> **Work to do**
Repeat exactly the lines from the line containing "Each instance of the woman gets" through the last line of the records below, inclusive, and nothing else.

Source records
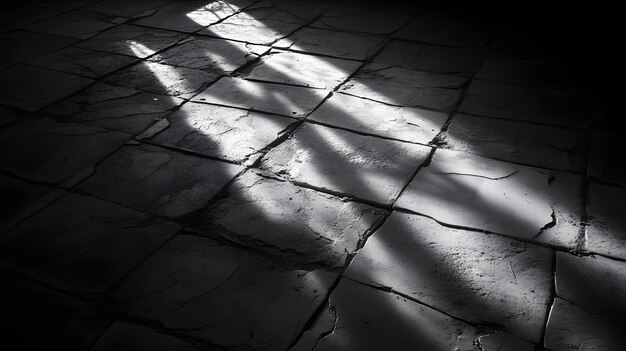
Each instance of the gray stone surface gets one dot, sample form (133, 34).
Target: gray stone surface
(606, 230)
(158, 180)
(519, 142)
(300, 69)
(82, 244)
(298, 227)
(222, 295)
(260, 96)
(480, 193)
(404, 87)
(366, 116)
(366, 167)
(460, 272)
(31, 88)
(228, 133)
(354, 46)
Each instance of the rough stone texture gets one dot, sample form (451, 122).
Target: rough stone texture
(223, 295)
(133, 41)
(300, 69)
(119, 108)
(77, 24)
(266, 97)
(214, 55)
(606, 230)
(404, 87)
(370, 319)
(218, 131)
(163, 79)
(82, 244)
(431, 58)
(158, 180)
(31, 88)
(342, 45)
(570, 109)
(366, 167)
(460, 272)
(50, 152)
(366, 116)
(299, 227)
(519, 142)
(471, 191)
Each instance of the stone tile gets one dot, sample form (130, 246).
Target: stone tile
(431, 58)
(305, 70)
(31, 88)
(163, 79)
(191, 16)
(545, 106)
(266, 97)
(85, 63)
(223, 296)
(218, 131)
(370, 319)
(606, 230)
(296, 226)
(338, 44)
(83, 245)
(355, 19)
(366, 116)
(119, 108)
(519, 142)
(403, 87)
(77, 24)
(366, 167)
(214, 55)
(485, 279)
(50, 152)
(572, 328)
(157, 180)
(471, 191)
(133, 41)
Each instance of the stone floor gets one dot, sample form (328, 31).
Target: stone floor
(284, 175)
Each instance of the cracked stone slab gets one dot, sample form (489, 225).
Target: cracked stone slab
(355, 46)
(606, 230)
(77, 24)
(354, 19)
(485, 279)
(370, 319)
(431, 58)
(163, 79)
(157, 180)
(119, 108)
(367, 116)
(31, 88)
(299, 227)
(532, 144)
(280, 99)
(222, 295)
(86, 63)
(470, 191)
(404, 87)
(133, 41)
(228, 133)
(366, 167)
(211, 54)
(300, 69)
(572, 328)
(55, 152)
(83, 245)
(191, 16)
(570, 109)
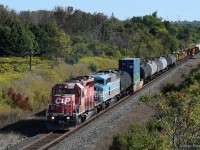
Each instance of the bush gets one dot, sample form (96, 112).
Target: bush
(21, 68)
(93, 67)
(72, 59)
(5, 68)
(18, 100)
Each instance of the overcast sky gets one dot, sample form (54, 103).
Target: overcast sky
(171, 10)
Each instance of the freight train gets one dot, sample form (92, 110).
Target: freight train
(76, 100)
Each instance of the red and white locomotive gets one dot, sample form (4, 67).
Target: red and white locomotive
(72, 103)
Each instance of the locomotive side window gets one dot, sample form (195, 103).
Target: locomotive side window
(90, 84)
(63, 91)
(100, 81)
(82, 93)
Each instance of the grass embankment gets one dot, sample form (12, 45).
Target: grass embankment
(36, 84)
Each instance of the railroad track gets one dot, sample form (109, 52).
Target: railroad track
(52, 138)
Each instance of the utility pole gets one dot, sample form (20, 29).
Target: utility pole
(30, 60)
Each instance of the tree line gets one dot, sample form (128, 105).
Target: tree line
(71, 34)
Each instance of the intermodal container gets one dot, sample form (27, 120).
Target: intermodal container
(131, 66)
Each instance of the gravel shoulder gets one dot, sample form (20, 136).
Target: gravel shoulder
(98, 134)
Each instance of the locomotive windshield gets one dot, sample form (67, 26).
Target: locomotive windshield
(63, 91)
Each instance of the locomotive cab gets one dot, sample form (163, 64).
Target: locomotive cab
(70, 101)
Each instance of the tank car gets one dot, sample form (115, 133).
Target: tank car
(132, 67)
(171, 60)
(161, 64)
(107, 87)
(72, 103)
(144, 73)
(151, 67)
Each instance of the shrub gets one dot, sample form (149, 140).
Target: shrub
(21, 68)
(72, 59)
(18, 100)
(5, 68)
(93, 67)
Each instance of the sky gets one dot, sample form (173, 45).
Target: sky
(171, 10)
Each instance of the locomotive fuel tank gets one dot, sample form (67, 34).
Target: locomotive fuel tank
(125, 81)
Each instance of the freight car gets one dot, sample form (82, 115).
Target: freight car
(78, 99)
(72, 103)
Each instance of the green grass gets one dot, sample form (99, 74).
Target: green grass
(37, 84)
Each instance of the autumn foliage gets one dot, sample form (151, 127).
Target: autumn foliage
(18, 100)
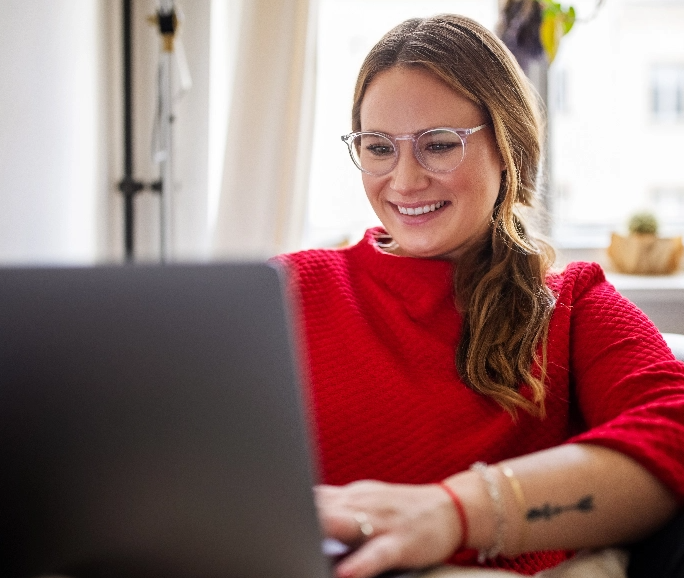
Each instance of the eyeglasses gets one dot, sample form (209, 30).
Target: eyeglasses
(439, 150)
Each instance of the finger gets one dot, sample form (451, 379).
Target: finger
(375, 556)
(350, 528)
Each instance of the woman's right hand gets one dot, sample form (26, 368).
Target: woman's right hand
(389, 525)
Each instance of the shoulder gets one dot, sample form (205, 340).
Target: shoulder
(319, 264)
(576, 278)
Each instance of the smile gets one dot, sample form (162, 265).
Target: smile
(421, 210)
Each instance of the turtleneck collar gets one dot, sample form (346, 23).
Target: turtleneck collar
(424, 285)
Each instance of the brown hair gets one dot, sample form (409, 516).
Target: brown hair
(500, 282)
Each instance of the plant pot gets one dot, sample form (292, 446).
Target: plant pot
(640, 254)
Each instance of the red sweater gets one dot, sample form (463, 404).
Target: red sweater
(380, 334)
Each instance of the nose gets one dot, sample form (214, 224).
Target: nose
(408, 175)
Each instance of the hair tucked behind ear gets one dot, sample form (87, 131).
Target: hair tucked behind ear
(500, 282)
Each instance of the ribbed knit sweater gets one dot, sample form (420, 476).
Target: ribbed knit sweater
(380, 334)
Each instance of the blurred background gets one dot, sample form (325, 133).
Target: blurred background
(258, 166)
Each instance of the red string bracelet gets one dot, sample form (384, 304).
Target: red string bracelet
(461, 514)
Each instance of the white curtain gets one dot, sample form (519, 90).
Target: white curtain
(264, 177)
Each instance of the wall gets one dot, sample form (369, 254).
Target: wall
(54, 172)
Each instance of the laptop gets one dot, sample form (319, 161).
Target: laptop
(151, 425)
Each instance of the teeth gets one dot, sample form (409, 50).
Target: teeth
(420, 210)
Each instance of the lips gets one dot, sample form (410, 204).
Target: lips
(421, 210)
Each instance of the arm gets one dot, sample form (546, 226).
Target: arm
(416, 526)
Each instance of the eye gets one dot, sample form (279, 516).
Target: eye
(377, 146)
(440, 142)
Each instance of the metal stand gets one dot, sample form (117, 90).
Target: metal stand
(167, 21)
(129, 186)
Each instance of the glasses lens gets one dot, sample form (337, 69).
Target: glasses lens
(373, 153)
(440, 150)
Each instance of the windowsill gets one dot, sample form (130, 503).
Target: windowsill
(664, 284)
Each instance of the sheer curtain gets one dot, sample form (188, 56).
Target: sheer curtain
(258, 209)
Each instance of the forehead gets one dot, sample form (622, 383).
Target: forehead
(406, 100)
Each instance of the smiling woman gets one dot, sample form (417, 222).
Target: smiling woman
(443, 341)
(465, 193)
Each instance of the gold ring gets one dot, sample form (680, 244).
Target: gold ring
(364, 525)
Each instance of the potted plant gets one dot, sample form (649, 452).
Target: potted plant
(642, 251)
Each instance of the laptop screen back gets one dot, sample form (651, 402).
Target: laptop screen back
(151, 425)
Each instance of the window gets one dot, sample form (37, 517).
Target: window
(667, 86)
(607, 156)
(605, 147)
(668, 205)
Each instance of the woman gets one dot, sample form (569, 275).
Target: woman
(444, 340)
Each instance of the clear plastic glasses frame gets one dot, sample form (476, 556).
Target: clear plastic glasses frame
(439, 150)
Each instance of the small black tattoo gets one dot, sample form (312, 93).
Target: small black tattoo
(547, 511)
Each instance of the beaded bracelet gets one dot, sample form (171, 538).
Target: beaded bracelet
(495, 495)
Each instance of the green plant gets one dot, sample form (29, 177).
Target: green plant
(556, 23)
(644, 223)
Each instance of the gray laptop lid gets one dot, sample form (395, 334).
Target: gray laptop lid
(151, 425)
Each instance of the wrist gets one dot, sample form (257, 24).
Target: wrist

> **Result for this task**
Each instance of the woman gets one dot, sample form (569, 275).
Target: woman
(444, 340)
Each instance of the clear plastic glasses frame gets one dot, sample form (476, 556).
Target: clear plastic glasses frame
(439, 150)
Each instance of the small black tattoo gets one dot, sample form (312, 93).
Target: small black tattoo
(547, 511)
Each instance of the beaded bracelet gets one dot, sample form (171, 538).
Target: beaded bracelet
(495, 495)
Each instance of the green plant gets one dot, sample form (29, 177).
Target: green plant
(556, 23)
(644, 223)
Each instance of the gray laptop lid gets one dot, sample form (395, 334).
Target: gray laptop lid
(151, 425)
Each instance of the wrist gets one dot, sample form (257, 24).
Target: wrist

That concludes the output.